DIRECTIONS »
Output each entry that follows exactly. Images stay out.

ENTRIES SUPPLIED »

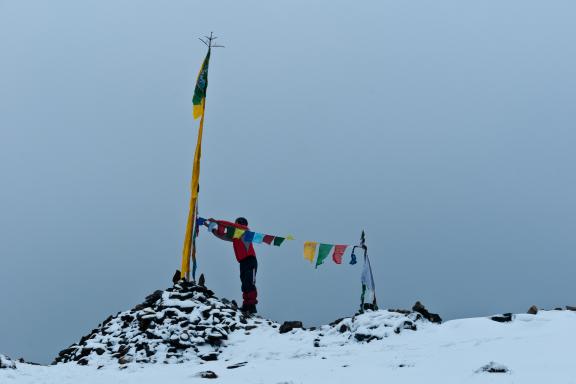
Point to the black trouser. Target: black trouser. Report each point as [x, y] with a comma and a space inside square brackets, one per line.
[248, 268]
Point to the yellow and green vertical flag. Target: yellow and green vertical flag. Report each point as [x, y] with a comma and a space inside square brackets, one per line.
[199, 105]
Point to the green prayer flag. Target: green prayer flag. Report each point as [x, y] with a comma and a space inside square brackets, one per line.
[278, 241]
[323, 252]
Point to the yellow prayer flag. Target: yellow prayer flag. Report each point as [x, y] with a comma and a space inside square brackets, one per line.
[310, 250]
[238, 233]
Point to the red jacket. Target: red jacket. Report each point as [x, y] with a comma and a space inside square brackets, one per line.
[242, 249]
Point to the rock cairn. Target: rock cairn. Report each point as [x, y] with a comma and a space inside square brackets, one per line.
[182, 323]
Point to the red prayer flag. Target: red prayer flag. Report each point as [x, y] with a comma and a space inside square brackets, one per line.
[338, 253]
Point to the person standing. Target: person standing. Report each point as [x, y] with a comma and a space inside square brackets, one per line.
[246, 256]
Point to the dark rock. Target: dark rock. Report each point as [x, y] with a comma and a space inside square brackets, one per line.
[149, 300]
[362, 337]
[208, 375]
[6, 363]
[402, 311]
[493, 367]
[210, 356]
[432, 317]
[504, 318]
[82, 361]
[289, 326]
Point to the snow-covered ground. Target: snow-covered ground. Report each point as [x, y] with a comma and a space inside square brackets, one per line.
[532, 348]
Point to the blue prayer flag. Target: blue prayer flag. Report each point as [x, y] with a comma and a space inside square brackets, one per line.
[258, 238]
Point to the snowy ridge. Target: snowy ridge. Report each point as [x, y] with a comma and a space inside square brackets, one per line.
[373, 347]
[183, 323]
[188, 323]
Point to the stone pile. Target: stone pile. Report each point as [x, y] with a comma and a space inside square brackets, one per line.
[182, 323]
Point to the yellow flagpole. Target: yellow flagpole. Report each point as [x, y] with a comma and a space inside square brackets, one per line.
[189, 248]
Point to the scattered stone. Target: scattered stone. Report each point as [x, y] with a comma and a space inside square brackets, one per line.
[6, 362]
[504, 318]
[207, 375]
[169, 326]
[210, 356]
[493, 367]
[290, 325]
[432, 317]
[363, 337]
[533, 310]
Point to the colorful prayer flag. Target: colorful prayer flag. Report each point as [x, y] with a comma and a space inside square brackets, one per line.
[198, 101]
[338, 253]
[310, 250]
[248, 236]
[238, 233]
[323, 253]
[200, 90]
[258, 238]
[230, 231]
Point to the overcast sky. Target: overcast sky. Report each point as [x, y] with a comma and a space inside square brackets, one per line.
[445, 129]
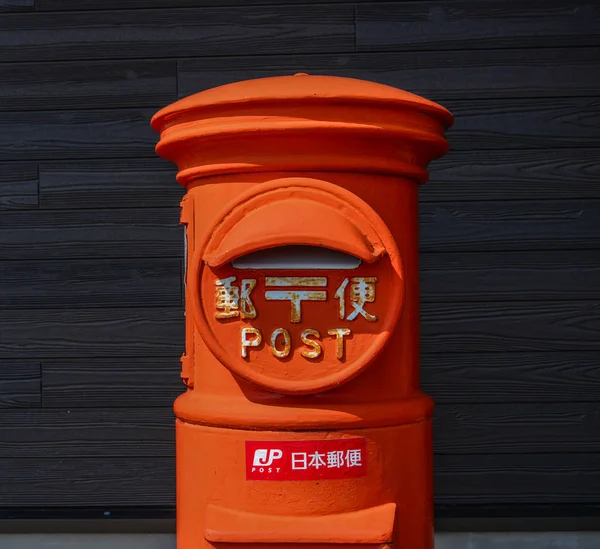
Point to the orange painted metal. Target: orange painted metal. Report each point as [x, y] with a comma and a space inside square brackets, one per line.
[303, 421]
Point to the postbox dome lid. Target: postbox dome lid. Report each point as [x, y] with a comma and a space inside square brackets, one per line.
[301, 86]
[302, 123]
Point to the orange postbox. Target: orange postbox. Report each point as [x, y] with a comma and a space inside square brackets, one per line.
[303, 421]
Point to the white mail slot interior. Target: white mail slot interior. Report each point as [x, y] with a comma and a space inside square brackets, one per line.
[297, 257]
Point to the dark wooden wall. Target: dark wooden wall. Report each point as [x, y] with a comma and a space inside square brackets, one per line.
[91, 296]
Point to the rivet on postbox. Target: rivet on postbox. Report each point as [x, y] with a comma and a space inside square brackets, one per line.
[304, 422]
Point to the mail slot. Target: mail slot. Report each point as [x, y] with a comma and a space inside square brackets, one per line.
[303, 421]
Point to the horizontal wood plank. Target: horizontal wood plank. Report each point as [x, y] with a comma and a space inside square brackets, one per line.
[460, 479]
[533, 174]
[91, 234]
[48, 135]
[524, 123]
[509, 226]
[91, 283]
[106, 382]
[18, 186]
[119, 333]
[120, 183]
[48, 86]
[122, 133]
[502, 378]
[538, 428]
[116, 481]
[82, 433]
[493, 276]
[530, 174]
[517, 479]
[453, 327]
[20, 384]
[509, 428]
[437, 75]
[147, 33]
[510, 326]
[73, 5]
[444, 24]
[16, 5]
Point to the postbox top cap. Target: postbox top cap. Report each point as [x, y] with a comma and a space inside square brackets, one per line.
[299, 87]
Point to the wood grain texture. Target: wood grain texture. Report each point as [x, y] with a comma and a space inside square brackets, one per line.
[444, 25]
[16, 5]
[517, 479]
[147, 33]
[48, 86]
[453, 327]
[524, 123]
[530, 174]
[91, 234]
[481, 378]
[68, 5]
[437, 75]
[125, 183]
[539, 428]
[105, 382]
[533, 174]
[20, 384]
[51, 135]
[119, 333]
[493, 276]
[510, 326]
[18, 186]
[509, 226]
[122, 133]
[82, 433]
[91, 283]
[116, 481]
[139, 481]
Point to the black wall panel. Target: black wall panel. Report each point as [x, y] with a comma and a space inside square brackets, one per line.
[91, 310]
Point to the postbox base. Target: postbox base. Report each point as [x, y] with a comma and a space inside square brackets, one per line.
[369, 486]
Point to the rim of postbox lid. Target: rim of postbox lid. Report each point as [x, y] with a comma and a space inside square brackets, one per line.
[215, 132]
[301, 86]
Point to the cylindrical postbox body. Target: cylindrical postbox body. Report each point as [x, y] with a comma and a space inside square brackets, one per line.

EXPECTED ANSWER »
Point to the black trouser. Target: black trouser. Report each point as [x, y] with a comma and a space inside square brackets, one per line.
[248, 268]
Point to the yellow and green vertical flag. Target: yellow and green vertical flag. Report each point as [x, y] with a comma and a space inside square brackets, one per line.
[199, 105]
Point to the green prayer flag. Target: green prayer flag. Report each point as [x, y] with a comma and a space inside square brackets, one per line.
[278, 241]
[323, 252]
Point to the yellow prayer flag. Target: yellow prayer flag. Report each point as [x, y] with a comma and a space inside square brackets, one per line.
[310, 250]
[238, 233]
Point to the red jacket. Target: red jacket. Report each point as [x, y] with a comma and a space inside square brackets, one per line.
[242, 249]
Point to the rock cairn. Target: rock cairn. Report each point as [x, y] with a comma and a space inside square brackets, one per line.
[182, 323]
Point to the red prayer flag. Target: red prayer flag. Report each point as [x, y] with a comma and a space inside square brackets, one per line.
[338, 253]
Point to the person standing. Target: person standing. Report each point as [x, y] with a comma and a space inside square brackets, one per line.
[246, 256]
Point to the dark rock. Target: dark rock. Report each point as [x, y] with a comma and a space inside square brackets, one per line.
[149, 300]
[362, 337]
[208, 375]
[6, 363]
[402, 311]
[493, 367]
[210, 356]
[432, 317]
[504, 318]
[82, 361]
[289, 326]
Point to the snow-covered ground. Target: snow-covered ground. Report each point as [x, y] with a comma and a space inside square brackets, one per line.
[532, 348]
Point to the blue prayer flag. Target: blue prayer flag. Report each point as [x, y] with a comma and a space inside square brackets, one per line.
[258, 238]
Point to the snowy ridge. Target: snowy ridge. Report each point as [x, y] with a comma and a space inside square brackets, one per line.
[373, 347]
[183, 323]
[188, 323]
Point to the stone pile. Target: stone pile. Report each point as [x, y] with a comma and a space inside square brackets, one per line.
[182, 323]
Point to the yellow flagpole. Target: yellow flagpole. Report each point as [x, y] with a comma and a space inside square brackets, one per line.
[189, 248]
Point to the scattered stone. Target: scattered stone. Report each point as [x, y] with a comma and a space inside square brackets, one per line.
[6, 362]
[504, 318]
[207, 375]
[169, 326]
[210, 356]
[493, 367]
[290, 325]
[432, 317]
[363, 337]
[533, 310]
Point to the colorful prayer flag. Target: colorful prayer flag. Report each point as [x, y] with a comma and a space inside square brackets, one per line.
[198, 101]
[338, 253]
[310, 250]
[248, 236]
[238, 233]
[323, 253]
[200, 90]
[258, 238]
[230, 231]
Point to the overcast sky. Target: overcast sky. Report each point as [x, y] with a comma and a space inside square brackets, one per line.
[445, 129]
Point to the orange painted metal. Target: orange painted metal. Report each point as [x, y] with a comma and a space inside square brackets, one per line.
[303, 421]
Point to the postbox dome lid. Target: postbox dome lid. Report each point as [x, y] with a comma and a space inside square brackets, one per line.
[301, 86]
[302, 123]
Point to the orange postbox. Target: orange postbox. Report each point as [x, y] with a comma and a space inside square brackets, one per line.
[303, 421]
Point to the white mail slot interior. Target: white mail slot interior. Report each point as [x, y] with a comma and a space inside square brackets, one per line.
[297, 257]
Point to the dark wooden wall. Target: dark wooden wall. Report each point as [x, y] with a comma and a space inside square brackets, one per line.
[91, 296]
Point to the rivet on postbox. Target: rivet on postbox. Report each point as [x, y] with a comma and a space inside square brackets, one per line.
[304, 422]
Point to the mail slot. Target: mail slot. Report each point as [x, y] with a comma and a space inside square brackets, one per line.
[303, 421]
Point to the horizontal wood plank. Target: horizontal wood plank. Report each point as [x, y] with a comma and a space inside square brackets, one per line.
[460, 479]
[533, 174]
[91, 234]
[48, 135]
[524, 123]
[509, 226]
[91, 283]
[106, 382]
[18, 186]
[119, 333]
[120, 183]
[48, 86]
[122, 133]
[502, 378]
[538, 428]
[116, 481]
[82, 433]
[493, 276]
[530, 174]
[517, 479]
[453, 327]
[20, 384]
[509, 428]
[437, 75]
[147, 33]
[510, 326]
[73, 5]
[444, 24]
[16, 5]
Point to the postbox top cap. Target: postbox top cap. Report each point as [x, y] with a comma and a space inside square brackets, one per line.
[299, 87]
Point to the wood grain texture. Target: wood grain texture. Report each point as [x, y] with a comma and a space inside square brackets, one per line.
[444, 25]
[16, 5]
[517, 479]
[147, 33]
[48, 86]
[453, 327]
[524, 123]
[530, 174]
[91, 234]
[481, 378]
[68, 5]
[437, 75]
[125, 183]
[539, 428]
[105, 382]
[533, 174]
[20, 384]
[51, 135]
[119, 333]
[493, 276]
[510, 326]
[18, 186]
[509, 226]
[122, 133]
[82, 433]
[91, 283]
[116, 481]
[139, 481]
Point to the black wall panel. Target: black wall panel. Report each point as [x, y] with a comma and a space inside square brackets, one per line.
[91, 310]
Point to the postbox base. Target: postbox base. Report each point as [x, y] with a comma and a space inside square brackets, one per line.
[369, 486]
Point to the rim of postbox lid. Target: rim of postbox lid. Report each point as [x, y] with a comma and a space inside square brackets, one per line.
[215, 132]
[301, 86]
Point to the cylindrical postbox body. Target: cylindrical postbox body. Report each point as [x, y] with a comma and a space inside square brackets, one per line.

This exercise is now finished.